- SUPPLIED MATERIAL:
-- begin --

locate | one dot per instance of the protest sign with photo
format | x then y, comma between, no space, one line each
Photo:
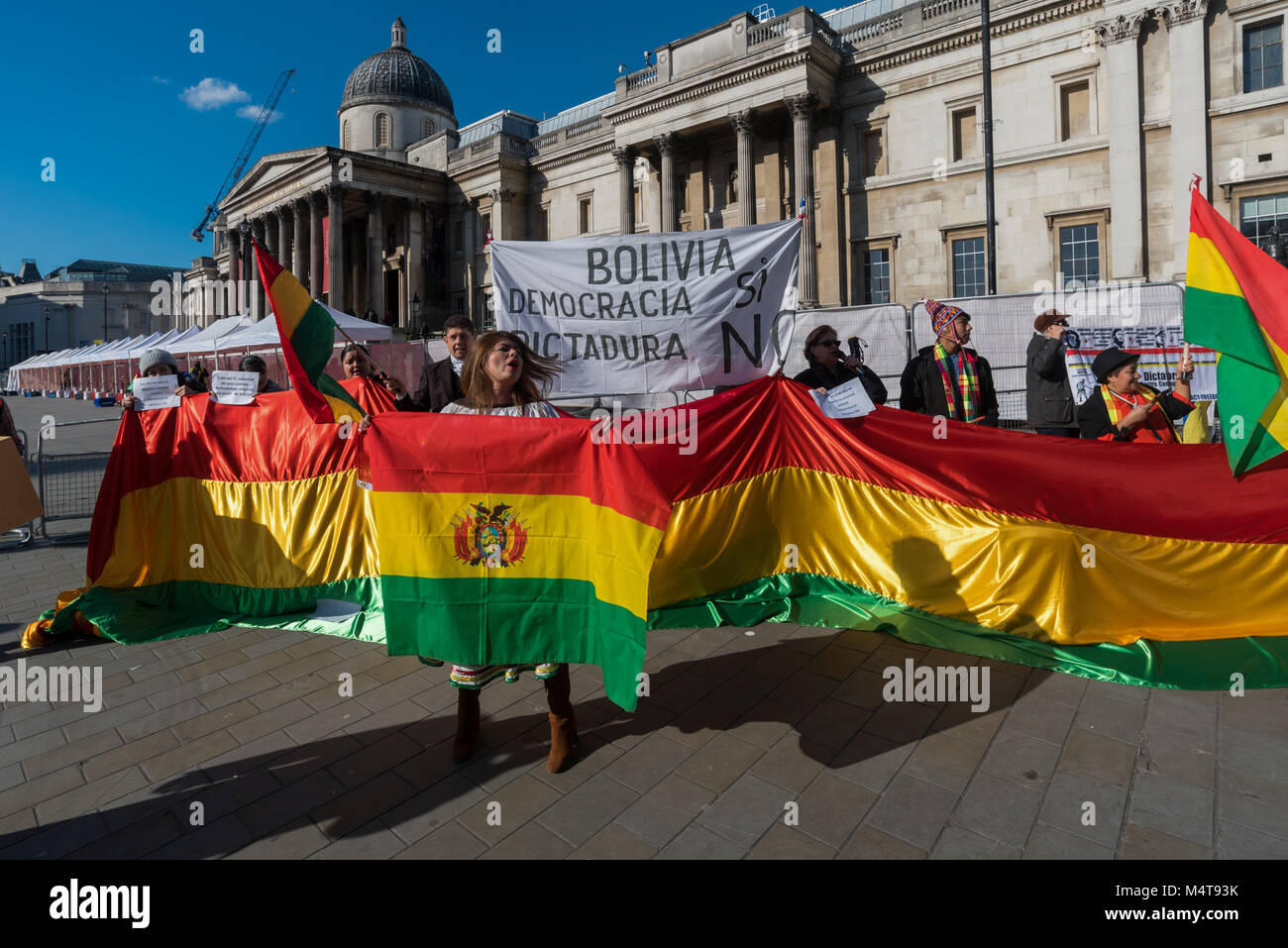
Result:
638,313
1159,350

-- end --

- DIRECTIONS:
Write out the listing again, including the requests, with each coordinate value in the answers multiplied by 0.8 and rounded to a whole number, halves rounding up. Omit the pictures.

- THE SOLUTION:
locate | one dot per instance of the protest sign with photo
format | x then y, comma between, no space, one line each
Photo:
Result:
510,250
927,280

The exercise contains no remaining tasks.